• Trecho do documento:
O QUE PRETENDE BILDERBERG 

O Covid-19 devia ser o fim das fantasias criadas pelo “mercado”, porém o domínio das mídias chegou a fazer muitos ingênuos imaginar que se tratava do “vírus chinês”, o que foi desenvolvido por laboratório estadunidense, ou mais corretamente, de propriedade dos “gestores de ativos”, entidades apátridas com trilhões de dólares para corromper, subornar, eliminar e controlar pessoas físicas e jurídicas por todo mundo, a partir dos 85 paraísos fiscais. A Organização Internacional do Trabalho (OIT) informou, em 2021, que havia 1,6 bilhão de desempregados de um total de 3,3 bilhões de pessoas procurando emprego, ou seja, 48% das pessoas em idade de trabalhar não encontravam ocupação formal. E não é tudo. Entre as dívidas e obrigações não resgatáveis surgia um tsunami entre dois e três trilhões de dólares estadunidenses (USD). O think thank Instituto Schiller estima ainda mais; seriam quatrilhões de USD em derivativos e outros títulos sem lastro a ameaçar a economia mundial, correspondente a 50 produtos internos brutos (PIB) mundiais. 

Teoria da conspiração? Em absoluto, basta seguir o relatório do Clube de Roma, fundado em 1968, “Os limites do crescimento” (1972), ou as ações e projetos da Comissão Trilateral (1973), dominando o governo Jimmy Carter (1977-1981) ou, ainda, as conclusões das reuniões anuais de verão do Clube Bilderberg. Fica claro, evidente, o embuste das crises do petróleo de 1973, 1979 e 1980 (oil glut) – leia-se John Hoefle, “The end of the line for the Anglo-Dutch System” (EIR, 28/03/2008) –, as desregulações dos anos 1980 no Reino Unido e nos EUA, as fusões e aquisições por toda década de 1990, entrando pelo século XXI, os resgates envolvendo os tesouros nacionais dos EUA e países europeus ocidentais, entre 2009 e 2010, e carteis mundiais que exploram a saúde e se locupletam com pandemias, de Rockefeller a Bill Gates. Duas áreas são fundamentais para o controle Bilderberg, ou seja, das finanças apátridas: energia e alimento, que têm significativa área de interseção. E dois são também os principais inimigos a combater: o crescimento demográfico e os nacionalismos. A respeito deste último, o porta-voz e magnata George Soros foi bastante explícito, conforme se lê em Felipe Maruf Quintas, “O fundo bilionário de George Soros aposta contra a centralidade da questão nacional” (portal Bonifácio, 31/01/2020).

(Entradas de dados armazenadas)
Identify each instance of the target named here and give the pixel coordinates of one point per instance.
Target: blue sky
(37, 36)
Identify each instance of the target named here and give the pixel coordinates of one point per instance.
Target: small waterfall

• Instruções:
**a)** Segundo o texto sobre o Clube Bilderberg, em que ano foi fundado o Clube de Roma?
**b)** Prossiga o texto sobre o Clube Bilderberg, começando logo após a sua última frase.
As linhas são um material à parte.

• Respostas por tarefa:
**a)** Em 1968.

**b)**
A história é a grande mestra; precisamos aprender a lê-la. Marx acreditava que as contradições eram forças propulsoras que poderiam ser eliminadas. A história nos ensina que há um poder que busca sua permanência e, assim, se transmuda. As finanças, na compreensão atual, começam sua trajetória na Idade Média e controlam grande parte do Planeta no século XXI, mais de 800 anos. Para salvar nossa população, os 214.388.866 brasileiros (IBGE), precisamos manter o Estado Nacional e o controle pelo Estado, que somos todos nós, da energia e da alimentação, estes focos dos Bilderberg. Neles não pode entrar o “mercado”. Na campanha presidencial de 1989, questionado sobre a moratória para dívida brasileira, Leonel Brizola respondeu que a solução não era moratória, era a auditoria da dívida, como fizera Getúlio Vargas, em seu primeiro governo, nos anos 1930, que veio a descobrir que apenas 40% eram devidas, e melhorou de imediato as finanças nacionais (apud José Augusto Ribeiro, “O Brizola Desconhecido”, Centro de Memória Trabalhista, Fundação Leonel Brizola-Alberto Pasqualini, Brasília, 2022). 

* Pedro Augusto Pinho, administrador aposentado.